(Saved entries)
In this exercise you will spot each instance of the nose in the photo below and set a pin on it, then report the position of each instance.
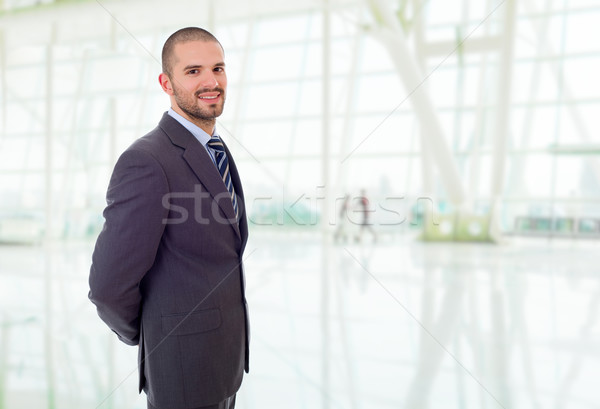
(209, 80)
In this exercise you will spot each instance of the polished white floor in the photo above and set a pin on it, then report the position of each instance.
(393, 324)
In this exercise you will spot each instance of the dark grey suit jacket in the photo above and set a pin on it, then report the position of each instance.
(167, 269)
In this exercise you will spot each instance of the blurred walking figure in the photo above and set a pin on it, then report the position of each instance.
(342, 221)
(365, 224)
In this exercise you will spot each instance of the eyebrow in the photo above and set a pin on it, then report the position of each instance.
(194, 66)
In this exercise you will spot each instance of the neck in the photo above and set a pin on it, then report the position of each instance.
(207, 125)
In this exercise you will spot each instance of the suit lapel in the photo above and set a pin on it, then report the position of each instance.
(202, 165)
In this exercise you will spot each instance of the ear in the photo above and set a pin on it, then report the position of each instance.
(165, 83)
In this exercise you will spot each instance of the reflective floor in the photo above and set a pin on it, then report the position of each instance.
(393, 324)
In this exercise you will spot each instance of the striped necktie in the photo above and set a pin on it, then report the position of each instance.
(222, 163)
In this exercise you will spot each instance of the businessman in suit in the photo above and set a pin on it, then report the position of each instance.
(167, 269)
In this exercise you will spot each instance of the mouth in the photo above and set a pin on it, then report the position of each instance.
(209, 97)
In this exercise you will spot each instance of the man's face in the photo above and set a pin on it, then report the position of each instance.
(198, 80)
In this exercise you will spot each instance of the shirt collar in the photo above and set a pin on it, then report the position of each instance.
(198, 132)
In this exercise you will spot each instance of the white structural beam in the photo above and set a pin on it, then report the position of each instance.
(326, 239)
(391, 34)
(502, 125)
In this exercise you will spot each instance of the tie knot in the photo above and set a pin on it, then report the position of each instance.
(216, 144)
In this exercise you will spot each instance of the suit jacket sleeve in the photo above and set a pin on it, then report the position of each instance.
(127, 246)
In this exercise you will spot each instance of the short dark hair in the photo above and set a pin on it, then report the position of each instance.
(183, 36)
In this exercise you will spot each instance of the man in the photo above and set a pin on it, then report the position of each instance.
(167, 268)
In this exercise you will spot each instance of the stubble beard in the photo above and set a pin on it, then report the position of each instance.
(191, 108)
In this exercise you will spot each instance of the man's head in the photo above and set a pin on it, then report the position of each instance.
(194, 75)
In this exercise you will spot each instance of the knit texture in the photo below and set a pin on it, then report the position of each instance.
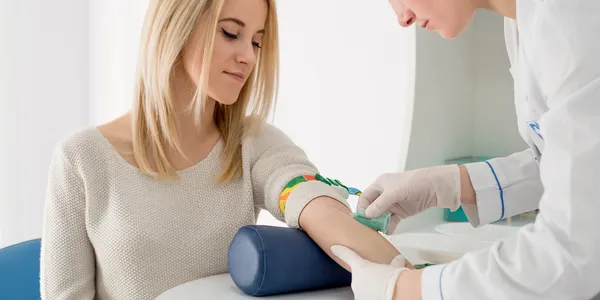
(112, 232)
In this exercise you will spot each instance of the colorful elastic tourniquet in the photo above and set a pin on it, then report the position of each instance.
(380, 223)
(294, 183)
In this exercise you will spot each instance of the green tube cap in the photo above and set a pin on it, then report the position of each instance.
(380, 223)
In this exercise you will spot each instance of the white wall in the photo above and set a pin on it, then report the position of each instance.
(464, 102)
(495, 130)
(43, 97)
(345, 86)
(115, 28)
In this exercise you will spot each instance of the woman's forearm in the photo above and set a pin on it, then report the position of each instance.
(328, 222)
(467, 193)
(408, 286)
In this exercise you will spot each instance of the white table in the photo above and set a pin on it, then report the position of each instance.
(222, 287)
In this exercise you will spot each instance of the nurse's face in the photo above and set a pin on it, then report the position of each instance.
(448, 17)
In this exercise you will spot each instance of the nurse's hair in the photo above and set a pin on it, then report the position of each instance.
(167, 27)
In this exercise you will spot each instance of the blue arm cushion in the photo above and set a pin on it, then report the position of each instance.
(268, 260)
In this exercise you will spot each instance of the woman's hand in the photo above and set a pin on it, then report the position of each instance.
(371, 281)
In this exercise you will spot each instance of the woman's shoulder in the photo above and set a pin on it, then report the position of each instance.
(266, 138)
(79, 144)
(88, 145)
(262, 134)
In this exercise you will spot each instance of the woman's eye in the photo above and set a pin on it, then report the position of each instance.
(229, 35)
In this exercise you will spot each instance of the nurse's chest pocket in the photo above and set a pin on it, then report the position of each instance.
(536, 137)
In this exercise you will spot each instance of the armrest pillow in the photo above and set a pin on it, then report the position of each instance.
(268, 260)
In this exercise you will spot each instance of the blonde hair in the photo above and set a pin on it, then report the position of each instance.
(168, 27)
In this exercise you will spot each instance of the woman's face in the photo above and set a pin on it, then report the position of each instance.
(448, 17)
(237, 42)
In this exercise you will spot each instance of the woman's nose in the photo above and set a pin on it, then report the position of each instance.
(406, 17)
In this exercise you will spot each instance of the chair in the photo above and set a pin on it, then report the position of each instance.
(20, 271)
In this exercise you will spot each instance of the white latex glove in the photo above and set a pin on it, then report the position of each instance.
(408, 193)
(371, 281)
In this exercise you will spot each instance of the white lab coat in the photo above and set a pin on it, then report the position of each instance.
(556, 66)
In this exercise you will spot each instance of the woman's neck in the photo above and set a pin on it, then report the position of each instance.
(184, 92)
(507, 8)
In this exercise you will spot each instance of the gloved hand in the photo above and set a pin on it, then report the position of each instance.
(371, 281)
(408, 193)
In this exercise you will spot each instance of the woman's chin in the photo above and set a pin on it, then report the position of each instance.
(227, 99)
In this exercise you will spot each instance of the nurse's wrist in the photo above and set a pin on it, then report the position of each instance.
(408, 285)
(467, 192)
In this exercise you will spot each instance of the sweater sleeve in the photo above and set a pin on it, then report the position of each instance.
(67, 269)
(278, 161)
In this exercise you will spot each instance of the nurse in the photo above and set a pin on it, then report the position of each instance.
(554, 49)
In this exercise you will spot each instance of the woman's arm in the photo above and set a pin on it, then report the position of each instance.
(329, 222)
(314, 206)
(67, 270)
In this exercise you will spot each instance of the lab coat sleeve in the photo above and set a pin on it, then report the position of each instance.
(504, 187)
(557, 256)
(278, 160)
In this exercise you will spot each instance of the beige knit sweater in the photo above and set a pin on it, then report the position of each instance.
(111, 232)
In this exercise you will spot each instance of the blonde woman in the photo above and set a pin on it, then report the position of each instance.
(152, 199)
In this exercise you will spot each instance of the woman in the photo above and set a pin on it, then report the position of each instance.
(553, 46)
(152, 199)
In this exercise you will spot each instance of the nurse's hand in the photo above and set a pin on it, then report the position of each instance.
(408, 193)
(405, 16)
(371, 281)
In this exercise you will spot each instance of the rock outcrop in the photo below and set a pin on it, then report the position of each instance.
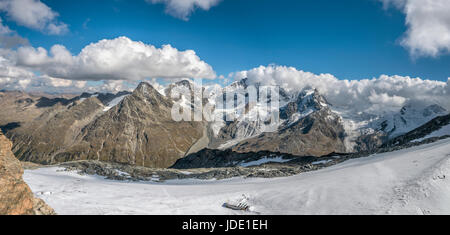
(137, 130)
(16, 197)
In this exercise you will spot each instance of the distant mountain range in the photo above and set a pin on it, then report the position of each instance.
(137, 128)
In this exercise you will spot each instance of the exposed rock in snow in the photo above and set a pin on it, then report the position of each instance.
(409, 181)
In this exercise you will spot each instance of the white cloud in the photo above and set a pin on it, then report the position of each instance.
(428, 23)
(33, 14)
(116, 59)
(10, 38)
(183, 8)
(367, 95)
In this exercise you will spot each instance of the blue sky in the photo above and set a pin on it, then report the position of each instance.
(351, 39)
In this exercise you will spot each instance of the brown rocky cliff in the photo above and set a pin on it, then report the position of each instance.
(16, 197)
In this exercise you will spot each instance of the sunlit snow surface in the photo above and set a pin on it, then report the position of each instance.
(410, 181)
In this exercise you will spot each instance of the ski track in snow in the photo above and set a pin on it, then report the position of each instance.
(410, 181)
(445, 130)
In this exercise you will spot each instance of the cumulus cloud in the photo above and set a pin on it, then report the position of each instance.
(428, 23)
(10, 38)
(183, 8)
(33, 14)
(368, 95)
(116, 59)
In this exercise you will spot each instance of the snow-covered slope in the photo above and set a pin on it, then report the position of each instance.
(409, 118)
(410, 181)
(445, 130)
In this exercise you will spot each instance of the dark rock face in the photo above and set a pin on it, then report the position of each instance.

Exercise directions
The records above are to be repeated word for word, with the pictures omitted.

Answer box
In this exercise you will spot each instance of the nose in the photo below and set a pin on it, then report the position of each instance.
(209, 80)
In this exercise you will spot each instance of the polished white floor in the photo above and set a pin on it, then report the position of each instance.
(393, 324)
In this exercise you will spot each instance of the dark grey suit jacket in the photo above and set a pin on it, then report the position of each instance.
(167, 269)
In this exercise you will spot each instance of the blurred walking figure in the photo above and set a pin on it, then report the position of each instance.
(342, 221)
(365, 224)
In this exercise you will spot each instance of the eyebrow in the photo above and set a pin on it, then report the position of each instance.
(194, 66)
In this exercise you will spot each instance of the neck in the photo above and set a pin on it, then report the position of each instance.
(207, 125)
In this exercise you will spot each instance of the suit lapel in the photo above and set a pin on it, then report the position of each instance.
(202, 165)
In this exercise you will spot each instance of the ear in the photo above and set a pin on it, then report the position of each instance.
(165, 83)
In this exercise you will spot each instance of the reflective floor in the photo above and set a pin on it, then report the position of each instance.
(393, 324)
In this exercise you will spot each instance of the striped necktie in the photo above and set a pin on it, then report the position of each instance.
(222, 163)
In this exercise you will spot each instance of the businessman in suit in the photo above and set a pin on it, then report the position of each instance.
(167, 269)
In this exercise you will spot each instance of the mouth in the photo above and set a pin on it, then report the position of each instance.
(209, 97)
In this exercise you will spot each instance of the man's face in the photo above and set a pin on it, then report the position of each instance.
(198, 80)
In this exercise you will spot each instance of the shirt collar in the photo above and set a pin on it, then report the position of each instance.
(198, 132)
In this exercise you will spot each instance of the white structural beam in the photo above and set a pin on it, then report the position of each instance.
(326, 239)
(391, 34)
(502, 125)
In this exercise you will spot each instance of the tie knot in the photo above and set a pin on it, then report the position of each instance.
(216, 144)
In this exercise you will spot each instance of the suit jacket sleeve in the photo above and set a pin on it, then report the position of each instance.
(127, 246)
In this exercise you will spot each instance of the short dark hair in the photo above and set a pin on it, then report the position of each instance.
(183, 36)
In this exercise you will spot each instance of the man in the photo above and set a pin on it, then report the position of each instance.
(167, 268)
In this exercise you will spot each instance of the stubble beard in the photo above and set a pin on it, then report the position of each instance.
(191, 108)
In this exercise you will spot each instance of the man's head in the photo above and set a pin on it, then report the position of each instance.
(194, 75)
In this exercise you will spot each instance of the knit texture in the photo below and set a pin on it, then report the position of each instance.
(112, 232)
In this exercise you will spot each instance of the colorful elastic tourniquet in the photo above and set a pin on it, then report the position of each instance.
(380, 223)
(294, 183)
In this exercise you will spot each instance of the green tube cap in the photo above and set a pin on it, then report the position of each instance.
(380, 223)
In this exercise you will spot each instance of the white wall in the photo above and set a pin on it, then report the position of each instance.
(464, 102)
(495, 130)
(43, 97)
(345, 86)
(115, 28)
In this exercise you will spot each instance of the woman's forearm in the photo above and set a pin on it, then report the position of each instance.
(328, 222)
(467, 193)
(408, 286)
In this exercise you will spot each instance of the white table in the photo above and set a pin on it, then report the position of each instance.
(222, 287)
In this exercise you will spot each instance of the nurse's face in the photo above and set a pin on it, then report the position of each instance.
(448, 17)
In this exercise you will spot each instance of the nurse's hair in the photo above and set a pin on it, then report the position of each instance.
(167, 27)
In this exercise you will spot each instance of the blue arm cushion in the photo above and set a pin on it, then report the position of each instance.
(268, 260)
In this exercise you will spot each instance of the woman's hand in the photo above and set a pin on it, then report the position of each instance.
(371, 281)
In this exercise you will spot each instance of the woman's shoulder in the photo above and set a pin on it, then report the position of each instance.
(266, 138)
(79, 144)
(88, 145)
(262, 134)
In this exercise you will spot each instance of the woman's eye in the photo above and set a pin on it, then report the position of each instance.
(229, 35)
In this exercise you will spot each instance of the nurse's chest pocket in the photo above and set a pin on it, then report the position of each instance.
(536, 137)
In this exercise you will spot each instance of the armrest pillow in the photo above and set a pin on it, then report the position of each instance.
(268, 260)
In this exercise you will spot each instance of the blonde hair in the photo above and set a pin on it, then report the position of each instance.
(168, 27)
In this exercise you will spot each instance of the woman's face in the photo above and set a pin on it, then report the position of each instance.
(448, 17)
(237, 42)
In this exercise you will spot each instance of the woman's nose in the photo above and set a pin on it, then report the position of each instance.
(406, 17)
In this exercise you will spot each instance of the chair in the photo above and set a pin on it, then report the position of each instance.
(20, 271)
In this exercise you will spot each instance of the white latex glove in the photo above and set a pin on it, then report the position of each instance.
(408, 193)
(371, 281)
In this exercise you will spot each instance of the white lab coat in the photo above and set a pin on it, then report the position of each instance.
(556, 66)
In this exercise you will spot each instance of the woman's neck in the photo above and set a pin on it, then report the position of each instance.
(184, 92)
(507, 8)
In this exercise you will spot each instance of the gloved hand in the photo above and set a pin on it, then report the position of each instance.
(371, 281)
(408, 193)
In this exercise you will spot each instance of the woman's chin in the photo above and set a pin on it, then report the position of each instance.
(227, 99)
In this exercise you will spot each instance of the nurse's wrist in the photo above and set a pin on it, then report the position of each instance.
(408, 285)
(467, 192)
In this exercise you will spot each instance of the sweater sleeve in the photo above and set a pin on it, then report the position of each instance.
(67, 269)
(278, 161)
In this exercise you will spot each instance of the nurse in the photo above and set a pin on it, then report the position of each instance.
(554, 49)
In this exercise you will spot each instance of the woman's arm in the photo above and set a pin on it, then report the position of each instance.
(329, 222)
(314, 206)
(67, 270)
In this exercise you will spot each instance of the lab coat sleeve in the photo above and set a pin on it, then report the position of each instance.
(504, 187)
(557, 256)
(278, 160)
In this exercise you will spot each instance of the beige knit sweater in the photo above and set a pin on it, then report the position of each instance.
(111, 232)
In this exercise you will spot each instance of the blonde woman in the photo above and set a pin on it, then report the position of each instance.
(152, 199)
In this exercise you will spot each instance of the woman in the photo above and set a pin on it, then report the position of each instance.
(553, 46)
(152, 199)
In this exercise you will spot each instance of the nurse's hand in the photo above and set a pin on it, then report the position of each instance.
(408, 193)
(405, 16)
(371, 281)
In this exercise you will spot each instance of the rock outcrop in the photo below and set a pin on it, then report the position of each instance.
(137, 130)
(16, 197)
In this exercise you will spot each instance of the distant mountain range in the photo above and set a pin on it, then report the position of each instance.
(137, 128)
In this exercise you will spot each instance of the exposed rock in snow in the photo above and set a pin on it, then report the position of each instance.
(409, 181)
In this exercise you will spot each instance of the white cloud in the photo above and set a pin on it, then report the position of each instance.
(428, 23)
(33, 14)
(116, 59)
(10, 38)
(183, 8)
(367, 95)
In this exercise you will spot each instance of the blue sky in the photo above and set a pin on it, then report the position of each instance.
(351, 39)
In this exercise you will spot each instance of the brown rocky cliff in the photo above and set a pin on it, then report the position of each instance.
(16, 197)
In this exercise you will spot each instance of the sunlit snow surface in the photo above and set a pin on it, then report the position of each instance.
(410, 181)
In this exercise you will spot each instance of the ski track in snow in the photo above and set a pin on it, then report the position of each instance.
(410, 181)
(445, 130)
In this exercise you will spot each instance of the cumulus cloud in the photo above and set a pin on it, then report the position of each instance.
(428, 23)
(10, 38)
(183, 8)
(33, 14)
(368, 95)
(116, 59)
In this exercise you will spot each instance of the snow-covered slope in the photo above and set a pin on it, then report the position of each instance.
(409, 118)
(410, 181)
(445, 130)
In this exercise you will spot each instance of the dark rock face in the photo above and set a pin on it, then report the position of each instance.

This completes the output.